--- START OF Data rows ---

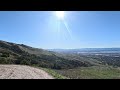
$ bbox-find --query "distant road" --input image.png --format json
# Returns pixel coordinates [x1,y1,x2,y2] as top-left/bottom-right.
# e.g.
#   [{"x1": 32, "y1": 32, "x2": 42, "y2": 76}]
[{"x1": 0, "y1": 65, "x2": 54, "y2": 79}]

--- END OF Data rows ---

* Your instructions:
Can you write out every line of the records above word for word, leaving the pictures out?

* Output of the task:
$ bbox-find --query "distant road" --input image.png --format json
# Returns pixel coordinates [x1,y1,x2,y2] as top-left/bottom-right.
# e.g.
#   [{"x1": 32, "y1": 32, "x2": 42, "y2": 76}]
[{"x1": 0, "y1": 65, "x2": 54, "y2": 79}]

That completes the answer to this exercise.